What to work on
Retype all of the records below word for word, leaving the pictures out.

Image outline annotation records
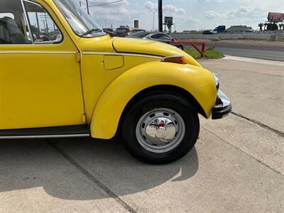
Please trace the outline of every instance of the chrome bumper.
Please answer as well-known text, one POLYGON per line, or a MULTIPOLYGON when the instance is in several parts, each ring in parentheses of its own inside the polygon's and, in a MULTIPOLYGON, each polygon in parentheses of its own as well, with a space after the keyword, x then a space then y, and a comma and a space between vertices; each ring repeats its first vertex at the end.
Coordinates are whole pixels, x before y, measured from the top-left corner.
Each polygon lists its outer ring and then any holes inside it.
POLYGON ((229 98, 222 91, 218 92, 216 105, 212 110, 212 119, 220 119, 231 111, 231 104, 229 98))

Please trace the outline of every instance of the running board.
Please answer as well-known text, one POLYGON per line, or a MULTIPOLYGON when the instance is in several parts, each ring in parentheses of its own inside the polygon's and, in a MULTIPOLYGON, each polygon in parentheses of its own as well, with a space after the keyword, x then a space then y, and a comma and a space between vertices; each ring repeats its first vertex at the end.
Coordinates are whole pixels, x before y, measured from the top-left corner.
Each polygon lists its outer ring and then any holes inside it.
POLYGON ((88 137, 86 125, 0 130, 0 139, 88 137))

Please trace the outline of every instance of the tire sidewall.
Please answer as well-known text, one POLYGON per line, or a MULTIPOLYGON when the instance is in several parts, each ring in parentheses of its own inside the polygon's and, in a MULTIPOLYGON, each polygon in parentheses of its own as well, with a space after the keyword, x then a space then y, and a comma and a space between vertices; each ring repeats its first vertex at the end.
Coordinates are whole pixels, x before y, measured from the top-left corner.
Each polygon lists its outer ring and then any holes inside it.
POLYGON ((134 157, 146 163, 160 164, 178 160, 192 148, 198 138, 200 123, 197 114, 189 102, 173 94, 159 94, 146 97, 134 104, 128 111, 122 128, 124 144, 134 157), (139 119, 148 111, 158 108, 175 111, 185 124, 181 143, 174 149, 163 153, 146 150, 138 141, 136 133, 139 119))

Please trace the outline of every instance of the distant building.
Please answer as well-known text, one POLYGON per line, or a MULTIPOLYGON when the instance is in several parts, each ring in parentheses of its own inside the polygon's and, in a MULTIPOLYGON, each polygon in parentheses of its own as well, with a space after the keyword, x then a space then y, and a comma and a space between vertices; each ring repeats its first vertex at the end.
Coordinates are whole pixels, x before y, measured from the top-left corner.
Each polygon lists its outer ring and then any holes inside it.
POLYGON ((227 33, 244 33, 244 32, 251 32, 253 28, 251 27, 248 27, 246 26, 239 25, 232 26, 227 28, 225 32, 227 33))

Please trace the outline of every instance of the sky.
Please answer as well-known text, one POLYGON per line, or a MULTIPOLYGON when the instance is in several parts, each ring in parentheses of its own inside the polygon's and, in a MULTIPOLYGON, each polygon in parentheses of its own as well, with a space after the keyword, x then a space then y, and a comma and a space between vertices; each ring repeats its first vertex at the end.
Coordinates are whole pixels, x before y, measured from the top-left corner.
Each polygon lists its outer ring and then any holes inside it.
MULTIPOLYGON (((84 0, 82 0, 84 1, 84 0)), ((89 0, 90 6, 117 0, 89 0)), ((163 15, 173 16, 176 31, 213 29, 219 25, 246 25, 258 29, 267 21, 268 12, 284 13, 284 0, 163 0, 163 15)), ((153 15, 158 0, 124 0, 116 4, 90 7, 91 16, 102 27, 121 25, 153 30, 153 15)), ((158 13, 155 15, 158 28, 158 13)))

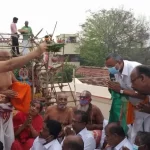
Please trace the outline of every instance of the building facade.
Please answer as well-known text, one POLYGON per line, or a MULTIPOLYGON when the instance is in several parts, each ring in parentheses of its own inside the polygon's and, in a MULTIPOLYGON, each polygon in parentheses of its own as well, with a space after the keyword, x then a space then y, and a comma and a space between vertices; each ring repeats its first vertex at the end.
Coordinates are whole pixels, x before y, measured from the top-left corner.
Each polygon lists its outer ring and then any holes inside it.
POLYGON ((61 60, 66 60, 70 64, 80 66, 80 52, 78 51, 78 34, 60 34, 56 36, 57 43, 65 43, 58 53, 61 60))

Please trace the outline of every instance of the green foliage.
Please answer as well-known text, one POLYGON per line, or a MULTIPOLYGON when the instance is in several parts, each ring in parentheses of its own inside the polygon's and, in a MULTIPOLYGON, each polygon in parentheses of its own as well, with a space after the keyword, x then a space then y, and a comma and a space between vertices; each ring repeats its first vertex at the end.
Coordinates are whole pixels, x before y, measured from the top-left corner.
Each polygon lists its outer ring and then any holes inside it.
POLYGON ((145 18, 136 19, 132 11, 119 8, 90 12, 80 33, 81 65, 104 66, 106 55, 112 52, 146 63, 144 57, 150 56, 149 31, 145 18))
POLYGON ((64 46, 63 43, 53 43, 48 45, 48 52, 59 52, 60 49, 64 46))
MULTIPOLYGON (((57 82, 62 82, 62 83, 67 83, 67 82, 72 82, 73 78, 73 69, 76 69, 76 66, 72 64, 68 64, 67 62, 63 66, 63 71, 60 70, 60 72, 57 73, 57 82)), ((76 78, 83 77, 82 75, 75 75, 76 78)))

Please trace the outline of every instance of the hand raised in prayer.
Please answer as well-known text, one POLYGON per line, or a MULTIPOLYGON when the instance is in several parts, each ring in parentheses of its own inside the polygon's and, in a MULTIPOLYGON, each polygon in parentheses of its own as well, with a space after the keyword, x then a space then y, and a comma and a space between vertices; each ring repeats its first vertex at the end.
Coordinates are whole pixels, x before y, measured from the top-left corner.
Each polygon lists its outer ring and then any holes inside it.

Solution
Please trace the outline of every instance of the chrome bumper.
Please answer as well-known text, one POLYGON per line, or a MULTIPOLYGON when the instance is in several parts, each ring in parentheses of its own inside the polygon's and, in a MULTIPOLYGON, each polygon in parentheses of its own as well, with a space after the keyword, x then a space then y, and a comma and a space between vertices; each ring repeats its first vertex at the end.
Coordinates are whole pixels, x before y, measured from the top-left corner.
Each polygon lists its outer ring and then any holes inside it.
POLYGON ((229 98, 222 91, 218 92, 216 105, 212 110, 212 119, 220 119, 231 111, 231 104, 229 98))

Please trace the outline of every instance of the running board.
Please answer as well-known text, one POLYGON per line, or a MULTIPOLYGON when the instance is in several parts, each ring in parentheses of its own inside the polygon's and, in a MULTIPOLYGON, each polygon in parentheses of its own as well, with a space after the keyword, x then a space then y, and a comma and a space between vertices; each ring repeats its first vertex at the end.
Coordinates are whole pixels, x before y, measured from the top-left corner.
Each polygon lists its outer ring and then any holes inside it.
POLYGON ((88 137, 86 125, 0 130, 0 139, 88 137))

Please trace the outline of every instance of the tire sidewall.
Please answer as well-known text, one POLYGON per line, or a MULTIPOLYGON when the instance is in several parts, each ring in parentheses of its own inside the polygon's and, in a MULTIPOLYGON, each polygon in parentheses of its own as well, with a space after the keyword, x then a space then y, and a comma and a space between vertices; each ring repeats its first vertex at the end.
Coordinates are whole pixels, x before y, measured from the top-left corner.
Each polygon lists its outer ring and then any holes inside it.
POLYGON ((134 157, 146 163, 160 164, 178 160, 192 148, 198 138, 200 123, 197 114, 189 102, 173 94, 159 94, 146 97, 134 104, 128 111, 122 128, 124 144, 134 157), (139 119, 148 111, 158 108, 175 111, 185 124, 181 143, 174 149, 163 153, 146 150, 138 141, 136 133, 139 119))

Please trace the outline of every instance of the distant building.
Please answer as well-known text, one POLYGON per line, or a MULTIPOLYGON when the instance is in several parts, each ring in parentheses of its own inside the polygon's and, in a MULTIPOLYGON, each polygon in parentheses of its own as well, with a space after the keyword, x then a space then y, and a comma and a space between vertices; each ring repeats its first vertex at the end.
Coordinates are whole pixels, x before y, measured from the top-left corner.
Each polygon lists its outer ring and then any holes inside it.
POLYGON ((227 33, 244 33, 244 32, 251 32, 253 28, 251 27, 248 27, 246 26, 239 25, 232 26, 227 28, 225 32, 227 33))

Please trace the outline of every instance of the sky.
Please answer as well-known text, one POLYGON per line, or a MULTIPOLYGON when the instance is in several parts, each ring in parentheses of its own inside the polygon's and, in a MULTIPOLYGON, each polygon in parentheses of its own as well, with a space after the keyword, x then a space then y, and a comma and a space between vertices; each ring repeats its first vertex at the end.
Coordinates are whole pixels, x before y, measured from the top-left corner.
Each polygon lists its outer ring and then any holes inside it.
MULTIPOLYGON (((84 0, 82 0, 84 1, 84 0)), ((89 0, 90 6, 117 0, 89 0)), ((163 15, 173 16, 176 31, 213 29, 219 25, 246 25, 258 29, 267 21, 268 12, 284 13, 284 0, 163 0, 163 15)), ((153 15, 158 0, 124 0, 116 4, 90 7, 91 16, 102 27, 121 25, 153 30, 153 15)), ((158 13, 155 15, 158 28, 158 13)))

Please trace the outline of every instance of the building facade.
Please answer as well-known text, one POLYGON per line, or a MULTIPOLYGON when the instance is in several parts, each ring in parentheses of its own inside the polygon's and, in a MULTIPOLYGON, each polygon in parentheses of its own as well, with a space after the keyword, x then a space then y, and a comma and a space between vertices; each ring repeats its first vertex at the end.
Coordinates are whole pixels, x before y, measured from the top-left corner.
Each polygon lists its outer ring and then any holes inside it.
POLYGON ((61 60, 66 60, 70 64, 80 66, 80 52, 78 51, 78 34, 60 34, 56 36, 57 43, 65 43, 58 53, 61 60))

Please trace the outline of every instance of the green foliage.
Please answer as well-known text, one POLYGON per line, or a MULTIPOLYGON when the instance is in several parts, each ring in parentheses of its own inside the polygon's and, in a MULTIPOLYGON, each polygon in parentheses of its own as well, with a space after the keyword, x then a space then y, and a comma and a space between vertices; each ring repeats its first vertex at the end.
Coordinates are whole pixels, x before y, measured from the top-left corner.
Each polygon lists its outer ring and then any holes inside it.
POLYGON ((145 18, 136 19, 132 11, 119 8, 90 12, 80 33, 81 65, 104 66, 106 55, 112 52, 146 63, 144 57, 150 56, 149 31, 145 18))
POLYGON ((64 46, 63 43, 53 43, 48 45, 48 52, 59 52, 60 49, 64 46))
MULTIPOLYGON (((57 82, 62 82, 62 83, 67 83, 67 82, 72 82, 73 78, 73 69, 76 69, 76 66, 72 64, 68 64, 67 62, 63 66, 63 71, 60 70, 60 72, 57 73, 57 82)), ((76 78, 83 77, 82 75, 75 75, 76 78)))

Please trace the outline of every instance of the hand raised in prayer.
Please answer as well-known text, one POLYGON per line, or a MULTIPOLYGON when the instance is in several parts, each ring in parentheses of its own inside the polygon's and, in a MULTIPOLYGON, each polygon in parentheses of its own as well, with a space after the keyword, x then a space then y, and a comma and a space between vertices; each ring repeats its first vertex at the end.
Coordinates are whole pixels, x before y, measured from the top-left corner.
Each polygon lists its outer ring and then any holes inside it.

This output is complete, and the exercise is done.